┌─ INPUT MATERIAL

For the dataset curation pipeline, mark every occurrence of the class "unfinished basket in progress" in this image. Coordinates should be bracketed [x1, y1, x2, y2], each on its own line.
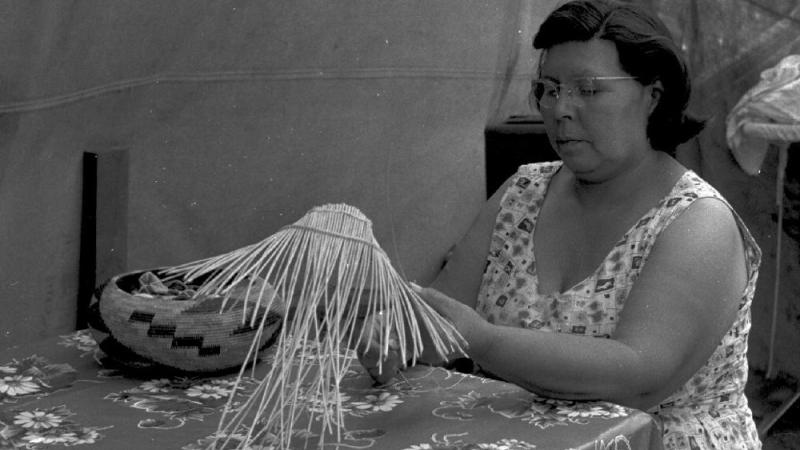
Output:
[161, 203, 466, 449]
[88, 269, 284, 373]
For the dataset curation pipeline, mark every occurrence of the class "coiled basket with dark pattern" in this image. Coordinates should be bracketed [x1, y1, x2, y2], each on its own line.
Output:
[87, 269, 284, 373]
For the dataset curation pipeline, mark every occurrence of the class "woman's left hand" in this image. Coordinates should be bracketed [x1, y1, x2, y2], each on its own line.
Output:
[409, 283, 486, 351]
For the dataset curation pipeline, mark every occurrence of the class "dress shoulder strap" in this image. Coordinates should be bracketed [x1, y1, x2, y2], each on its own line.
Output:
[501, 162, 561, 201]
[647, 171, 762, 284]
[515, 161, 562, 180]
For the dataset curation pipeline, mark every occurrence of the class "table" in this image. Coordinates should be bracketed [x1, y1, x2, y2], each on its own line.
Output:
[0, 330, 663, 449]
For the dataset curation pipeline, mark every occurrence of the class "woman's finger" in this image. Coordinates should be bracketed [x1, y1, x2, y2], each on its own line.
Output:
[355, 312, 403, 384]
[410, 283, 454, 318]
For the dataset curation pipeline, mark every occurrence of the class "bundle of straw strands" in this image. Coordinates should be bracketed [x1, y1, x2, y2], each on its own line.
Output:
[164, 203, 465, 449]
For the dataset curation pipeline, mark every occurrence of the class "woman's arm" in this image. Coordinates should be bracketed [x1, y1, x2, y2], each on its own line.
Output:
[429, 177, 513, 307]
[407, 177, 515, 365]
[356, 178, 513, 379]
[419, 198, 748, 410]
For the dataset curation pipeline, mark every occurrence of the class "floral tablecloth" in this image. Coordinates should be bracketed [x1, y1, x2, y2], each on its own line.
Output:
[0, 331, 663, 449]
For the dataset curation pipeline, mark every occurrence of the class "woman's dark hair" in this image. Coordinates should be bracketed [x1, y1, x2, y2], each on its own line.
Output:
[533, 0, 704, 155]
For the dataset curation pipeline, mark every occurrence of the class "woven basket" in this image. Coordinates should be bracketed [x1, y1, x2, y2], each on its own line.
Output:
[87, 269, 284, 373]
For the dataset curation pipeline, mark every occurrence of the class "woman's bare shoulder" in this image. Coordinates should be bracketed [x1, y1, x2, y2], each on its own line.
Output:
[658, 196, 743, 257]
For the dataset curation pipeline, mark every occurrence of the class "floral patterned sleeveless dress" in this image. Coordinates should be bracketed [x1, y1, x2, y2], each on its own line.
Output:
[475, 161, 762, 449]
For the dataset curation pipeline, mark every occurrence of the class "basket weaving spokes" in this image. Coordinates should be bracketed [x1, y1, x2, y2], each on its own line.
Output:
[163, 204, 465, 449]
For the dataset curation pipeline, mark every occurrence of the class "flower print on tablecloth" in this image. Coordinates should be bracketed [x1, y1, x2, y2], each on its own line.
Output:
[59, 330, 147, 379]
[0, 356, 77, 404]
[104, 376, 258, 430]
[402, 434, 537, 450]
[188, 430, 538, 450]
[58, 330, 98, 356]
[182, 425, 389, 450]
[305, 388, 406, 419]
[183, 387, 405, 449]
[350, 391, 403, 413]
[434, 389, 630, 429]
[0, 404, 109, 449]
[300, 388, 404, 437]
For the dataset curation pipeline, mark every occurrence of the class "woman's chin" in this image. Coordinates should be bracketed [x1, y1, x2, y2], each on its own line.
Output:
[559, 157, 606, 183]
[558, 152, 594, 171]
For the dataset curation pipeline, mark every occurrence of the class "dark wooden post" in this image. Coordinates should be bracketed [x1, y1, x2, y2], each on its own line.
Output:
[77, 148, 128, 329]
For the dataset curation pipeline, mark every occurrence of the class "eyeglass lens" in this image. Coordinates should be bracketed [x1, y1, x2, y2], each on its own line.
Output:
[529, 77, 638, 111]
[529, 79, 595, 110]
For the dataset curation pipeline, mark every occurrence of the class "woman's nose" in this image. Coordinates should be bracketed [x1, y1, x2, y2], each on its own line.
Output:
[552, 92, 576, 119]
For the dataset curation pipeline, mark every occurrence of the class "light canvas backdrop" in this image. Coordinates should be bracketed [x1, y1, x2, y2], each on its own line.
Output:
[0, 0, 558, 346]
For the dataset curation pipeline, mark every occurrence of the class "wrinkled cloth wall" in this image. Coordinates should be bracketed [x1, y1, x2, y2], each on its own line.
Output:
[0, 1, 560, 346]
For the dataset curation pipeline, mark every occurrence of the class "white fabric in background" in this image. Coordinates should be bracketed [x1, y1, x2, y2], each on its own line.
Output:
[726, 54, 800, 175]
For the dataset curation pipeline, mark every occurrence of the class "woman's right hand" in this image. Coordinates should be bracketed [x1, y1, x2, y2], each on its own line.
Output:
[355, 311, 405, 385]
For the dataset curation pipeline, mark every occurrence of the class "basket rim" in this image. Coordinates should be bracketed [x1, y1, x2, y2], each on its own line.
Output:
[101, 269, 286, 322]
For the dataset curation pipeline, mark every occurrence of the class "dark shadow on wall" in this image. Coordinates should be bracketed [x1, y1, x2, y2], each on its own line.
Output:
[781, 144, 800, 244]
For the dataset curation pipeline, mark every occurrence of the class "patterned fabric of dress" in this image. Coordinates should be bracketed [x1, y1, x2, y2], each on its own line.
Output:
[475, 161, 763, 449]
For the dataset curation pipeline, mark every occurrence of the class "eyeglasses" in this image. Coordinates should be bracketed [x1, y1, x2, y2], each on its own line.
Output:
[529, 76, 639, 110]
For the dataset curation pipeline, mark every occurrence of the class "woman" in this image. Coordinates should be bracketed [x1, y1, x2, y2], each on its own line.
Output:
[360, 1, 762, 448]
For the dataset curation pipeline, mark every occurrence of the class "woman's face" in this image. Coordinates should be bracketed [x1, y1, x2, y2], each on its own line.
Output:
[537, 39, 658, 182]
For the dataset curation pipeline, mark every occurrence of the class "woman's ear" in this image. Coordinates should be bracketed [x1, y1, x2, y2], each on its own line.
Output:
[648, 80, 664, 114]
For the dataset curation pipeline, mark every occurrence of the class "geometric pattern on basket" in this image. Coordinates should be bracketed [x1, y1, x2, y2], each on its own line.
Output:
[129, 313, 221, 357]
[129, 310, 277, 340]
[125, 308, 270, 359]
[93, 270, 284, 373]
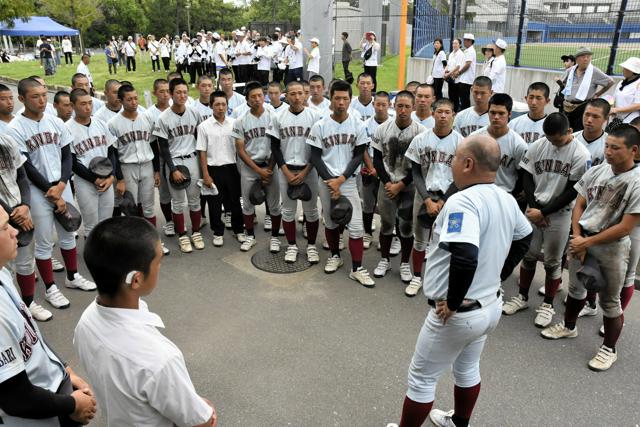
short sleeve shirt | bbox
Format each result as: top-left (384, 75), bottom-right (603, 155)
top-left (153, 106), bottom-right (201, 157)
top-left (0, 135), bottom-right (26, 207)
top-left (509, 114), bottom-right (546, 144)
top-left (231, 107), bottom-right (274, 163)
top-left (453, 107), bottom-right (489, 137)
top-left (574, 130), bottom-right (607, 166)
top-left (562, 66), bottom-right (613, 102)
top-left (267, 107), bottom-right (319, 166)
top-left (371, 120), bottom-right (426, 182)
top-left (405, 129), bottom-right (463, 193)
top-left (67, 119), bottom-right (115, 169)
top-left (470, 127), bottom-right (528, 192)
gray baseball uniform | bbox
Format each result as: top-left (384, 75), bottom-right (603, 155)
top-left (471, 127), bottom-right (527, 192)
top-left (574, 130), bottom-right (607, 166)
top-left (509, 114), bottom-right (546, 144)
top-left (453, 107), bottom-right (489, 137)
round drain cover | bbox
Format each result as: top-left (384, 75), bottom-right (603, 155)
top-left (251, 249), bottom-right (312, 273)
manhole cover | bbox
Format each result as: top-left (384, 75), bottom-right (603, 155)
top-left (251, 249), bottom-right (312, 273)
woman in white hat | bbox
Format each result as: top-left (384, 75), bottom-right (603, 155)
top-left (360, 31), bottom-right (380, 91)
top-left (487, 38), bottom-right (507, 93)
top-left (304, 37), bottom-right (321, 78)
top-left (610, 57), bottom-right (640, 124)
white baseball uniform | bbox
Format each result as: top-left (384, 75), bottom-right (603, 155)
top-left (310, 97), bottom-right (330, 116)
top-left (470, 127), bottom-right (527, 192)
top-left (350, 97), bottom-right (375, 122)
top-left (67, 118), bottom-right (115, 233)
top-left (192, 100), bottom-right (213, 121)
top-left (144, 105), bottom-right (172, 206)
top-left (509, 114), bottom-right (546, 144)
top-left (226, 91), bottom-right (245, 117)
top-left (411, 112), bottom-right (435, 129)
top-left (573, 130), bottom-right (607, 166)
top-left (453, 107), bottom-right (489, 137)
top-left (94, 105), bottom-right (146, 125)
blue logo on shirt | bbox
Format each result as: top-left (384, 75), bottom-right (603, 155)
top-left (447, 212), bottom-right (464, 233)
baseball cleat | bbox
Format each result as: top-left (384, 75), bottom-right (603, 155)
top-left (161, 242), bottom-right (170, 255)
top-left (588, 345), bottom-right (617, 371)
top-left (29, 301), bottom-right (53, 322)
top-left (235, 232), bottom-right (247, 243)
top-left (284, 245), bottom-right (298, 263)
top-left (389, 236), bottom-right (401, 256)
top-left (178, 235), bottom-right (193, 253)
top-left (538, 284), bottom-right (545, 296)
top-left (306, 245), bottom-right (320, 264)
top-left (502, 294), bottom-right (528, 315)
top-left (349, 267), bottom-right (375, 288)
top-left (363, 233), bottom-right (373, 250)
top-left (541, 322), bottom-right (578, 340)
top-left (534, 303), bottom-right (555, 328)
top-left (213, 235), bottom-right (224, 247)
top-left (163, 221), bottom-right (176, 236)
top-left (65, 273), bottom-right (97, 291)
top-left (269, 237), bottom-right (281, 253)
top-left (44, 285), bottom-right (70, 309)
top-left (579, 303), bottom-right (598, 317)
top-left (240, 235), bottom-right (257, 252)
top-left (191, 232), bottom-right (205, 250)
top-left (399, 262), bottom-right (412, 283)
top-left (429, 409), bottom-right (459, 427)
top-left (373, 258), bottom-right (391, 278)
top-left (51, 257), bottom-right (65, 272)
top-left (264, 215), bottom-right (272, 231)
top-left (324, 255), bottom-right (343, 273)
top-left (405, 276), bottom-right (422, 297)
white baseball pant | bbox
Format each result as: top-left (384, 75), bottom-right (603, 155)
top-left (10, 242), bottom-right (36, 276)
top-left (74, 177), bottom-right (114, 234)
top-left (521, 208), bottom-right (572, 280)
top-left (412, 192), bottom-right (436, 252)
top-left (159, 163), bottom-right (172, 205)
top-left (377, 184), bottom-right (414, 238)
top-left (237, 161), bottom-right (281, 216)
top-left (624, 226), bottom-right (640, 286)
top-left (165, 156), bottom-right (202, 214)
top-left (278, 168), bottom-right (319, 223)
top-left (29, 184), bottom-right (76, 259)
top-left (318, 176), bottom-right (364, 239)
top-left (122, 161), bottom-right (156, 218)
top-left (407, 296), bottom-right (502, 403)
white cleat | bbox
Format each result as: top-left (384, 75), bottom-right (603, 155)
top-left (306, 245), bottom-right (320, 264)
top-left (349, 267), bottom-right (375, 288)
top-left (373, 258), bottom-right (391, 278)
top-left (240, 235), bottom-right (257, 252)
top-left (65, 273), bottom-right (96, 291)
top-left (284, 245), bottom-right (298, 263)
top-left (399, 262), bottom-right (412, 283)
top-left (29, 301), bottom-right (53, 321)
top-left (44, 285), bottom-right (70, 309)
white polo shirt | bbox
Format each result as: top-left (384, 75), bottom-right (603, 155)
top-left (196, 115), bottom-right (237, 166)
top-left (458, 45), bottom-right (477, 85)
top-left (73, 299), bottom-right (213, 427)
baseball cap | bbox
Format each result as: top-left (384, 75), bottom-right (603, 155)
top-left (481, 44), bottom-right (494, 54)
top-left (119, 191), bottom-right (138, 217)
top-left (287, 183), bottom-right (312, 201)
top-left (54, 203), bottom-right (82, 232)
top-left (366, 31), bottom-right (376, 38)
top-left (310, 37), bottom-right (320, 45)
top-left (241, 26), bottom-right (247, 31)
top-left (236, 31), bottom-right (245, 37)
top-left (248, 181), bottom-right (266, 205)
top-left (575, 46), bottom-right (593, 57)
top-left (88, 156), bottom-right (113, 178)
top-left (275, 27), bottom-right (281, 32)
top-left (169, 165), bottom-right (191, 190)
top-left (213, 32), bottom-right (220, 40)
top-left (619, 57), bottom-right (640, 74)
top-left (463, 33), bottom-right (475, 40)
top-left (330, 196), bottom-right (353, 226)
top-left (494, 39), bottom-right (507, 50)
top-left (561, 54), bottom-right (576, 62)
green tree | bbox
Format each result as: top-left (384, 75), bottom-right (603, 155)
top-left (243, 0), bottom-right (300, 26)
top-left (42, 0), bottom-right (102, 35)
top-left (0, 0), bottom-right (36, 25)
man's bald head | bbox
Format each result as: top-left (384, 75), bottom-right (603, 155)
top-left (461, 134), bottom-right (501, 172)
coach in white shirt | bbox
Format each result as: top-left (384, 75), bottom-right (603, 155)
top-left (488, 39), bottom-right (507, 93)
top-left (74, 217), bottom-right (217, 427)
top-left (457, 33), bottom-right (477, 110)
top-left (361, 31), bottom-right (381, 91)
top-left (62, 36), bottom-right (73, 65)
top-left (305, 37), bottom-right (321, 78)
top-left (284, 34), bottom-right (304, 84)
top-left (76, 54), bottom-right (93, 86)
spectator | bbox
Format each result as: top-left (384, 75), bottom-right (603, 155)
top-left (76, 53), bottom-right (94, 86)
top-left (284, 33), bottom-right (303, 84)
top-left (125, 35), bottom-right (137, 72)
top-left (117, 35), bottom-right (127, 66)
top-left (148, 34), bottom-right (160, 72)
top-left (305, 37), bottom-right (321, 78)
top-left (561, 54), bottom-right (576, 69)
top-left (0, 205), bottom-right (97, 425)
top-left (431, 38), bottom-right (447, 100)
top-left (74, 216), bottom-right (217, 426)
top-left (341, 32), bottom-right (352, 81)
top-left (481, 44), bottom-right (495, 79)
top-left (444, 38), bottom-right (464, 112)
top-left (457, 33), bottom-right (477, 110)
top-left (488, 39), bottom-right (507, 93)
top-left (39, 38), bottom-right (55, 76)
top-left (610, 57), bottom-right (640, 124)
top-left (360, 31), bottom-right (380, 91)
top-left (105, 40), bottom-right (118, 75)
top-left (159, 37), bottom-right (171, 71)
top-left (560, 46), bottom-right (614, 132)
top-left (62, 35), bottom-right (73, 65)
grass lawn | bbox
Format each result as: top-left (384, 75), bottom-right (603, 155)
top-left (332, 51), bottom-right (412, 95)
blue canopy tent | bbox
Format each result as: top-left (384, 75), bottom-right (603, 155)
top-left (0, 16), bottom-right (81, 54)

└─

§ YOUR INSTRUCTIONS
Report the lines above that contain "tablecloth".

§ FINISHED TASK
For the dataset curation pipeline, mark every occurrence of the class "floral tablecloth" in this image. Coordinates should be bracketed [x1, y1, x2, y2], each on its own line.
For the dataset curation pipeline, mark every occurrence of the class "flower print on tablecloth" in this image. Coordinates should be bracketed [x1, y1, x2, y2], each on its own line.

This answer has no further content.